**AIM OF THE EXERCISE**
In the lines below, find each one that contains the string "person" and copy it out in full. Match uppercase and lowercase letters.

**LISTING**

-.-.-

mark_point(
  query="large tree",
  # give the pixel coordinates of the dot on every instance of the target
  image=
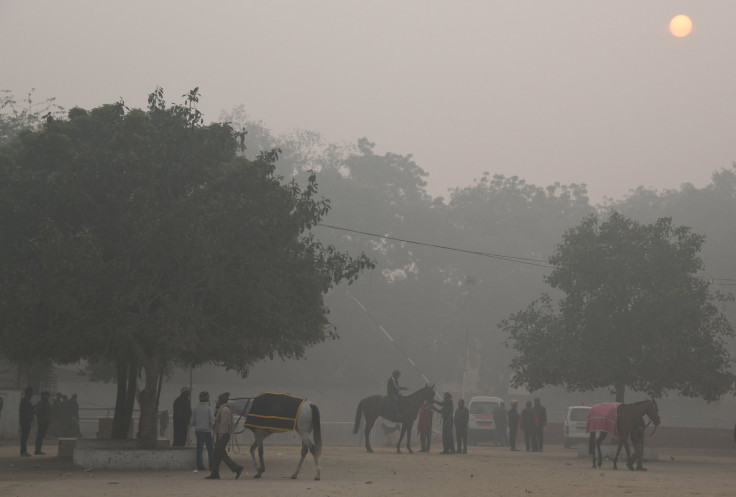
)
(139, 237)
(634, 315)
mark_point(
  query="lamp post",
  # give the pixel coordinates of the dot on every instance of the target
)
(469, 284)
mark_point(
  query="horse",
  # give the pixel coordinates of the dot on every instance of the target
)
(376, 405)
(628, 417)
(305, 422)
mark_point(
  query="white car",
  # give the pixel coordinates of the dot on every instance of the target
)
(480, 424)
(576, 421)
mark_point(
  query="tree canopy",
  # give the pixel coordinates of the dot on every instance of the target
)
(140, 234)
(634, 314)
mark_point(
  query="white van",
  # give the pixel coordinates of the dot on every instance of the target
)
(480, 425)
(576, 421)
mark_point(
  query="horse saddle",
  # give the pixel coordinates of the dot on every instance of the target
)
(388, 411)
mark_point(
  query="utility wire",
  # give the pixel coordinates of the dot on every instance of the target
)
(509, 258)
(390, 338)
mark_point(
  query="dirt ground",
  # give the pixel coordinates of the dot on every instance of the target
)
(350, 471)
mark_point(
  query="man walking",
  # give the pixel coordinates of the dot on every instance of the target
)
(223, 430)
(541, 413)
(499, 420)
(529, 424)
(25, 419)
(448, 444)
(203, 419)
(182, 415)
(513, 418)
(43, 419)
(462, 416)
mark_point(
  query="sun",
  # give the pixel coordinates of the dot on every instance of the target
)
(681, 25)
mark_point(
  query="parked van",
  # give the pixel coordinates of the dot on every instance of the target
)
(480, 425)
(576, 421)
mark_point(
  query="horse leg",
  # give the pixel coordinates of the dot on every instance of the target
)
(262, 466)
(401, 438)
(598, 442)
(305, 449)
(253, 453)
(313, 450)
(629, 457)
(368, 427)
(615, 459)
(408, 437)
(591, 446)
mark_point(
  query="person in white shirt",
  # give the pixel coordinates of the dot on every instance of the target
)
(223, 430)
(203, 419)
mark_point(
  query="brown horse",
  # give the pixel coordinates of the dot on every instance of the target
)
(628, 417)
(376, 405)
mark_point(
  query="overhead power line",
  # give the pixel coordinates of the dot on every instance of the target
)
(509, 258)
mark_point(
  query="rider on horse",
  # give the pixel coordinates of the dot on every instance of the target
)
(393, 391)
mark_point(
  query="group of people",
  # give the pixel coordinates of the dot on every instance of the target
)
(457, 419)
(207, 421)
(57, 418)
(531, 420)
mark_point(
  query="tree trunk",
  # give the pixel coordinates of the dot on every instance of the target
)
(127, 372)
(620, 390)
(149, 407)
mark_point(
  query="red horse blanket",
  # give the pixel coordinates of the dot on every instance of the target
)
(602, 417)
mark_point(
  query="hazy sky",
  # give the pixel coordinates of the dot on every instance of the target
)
(587, 91)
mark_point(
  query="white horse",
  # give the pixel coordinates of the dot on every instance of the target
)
(307, 420)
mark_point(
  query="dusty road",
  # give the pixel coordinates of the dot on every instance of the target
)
(350, 471)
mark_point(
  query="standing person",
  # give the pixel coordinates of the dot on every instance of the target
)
(393, 390)
(73, 413)
(513, 418)
(223, 429)
(448, 444)
(203, 419)
(541, 413)
(43, 418)
(139, 397)
(182, 415)
(499, 420)
(528, 423)
(462, 416)
(424, 426)
(163, 422)
(25, 419)
(55, 429)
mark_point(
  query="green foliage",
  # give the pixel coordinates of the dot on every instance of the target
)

-.-.-

**EXERCISE RESULT**
  query="person in white shirt",
  query="standing person",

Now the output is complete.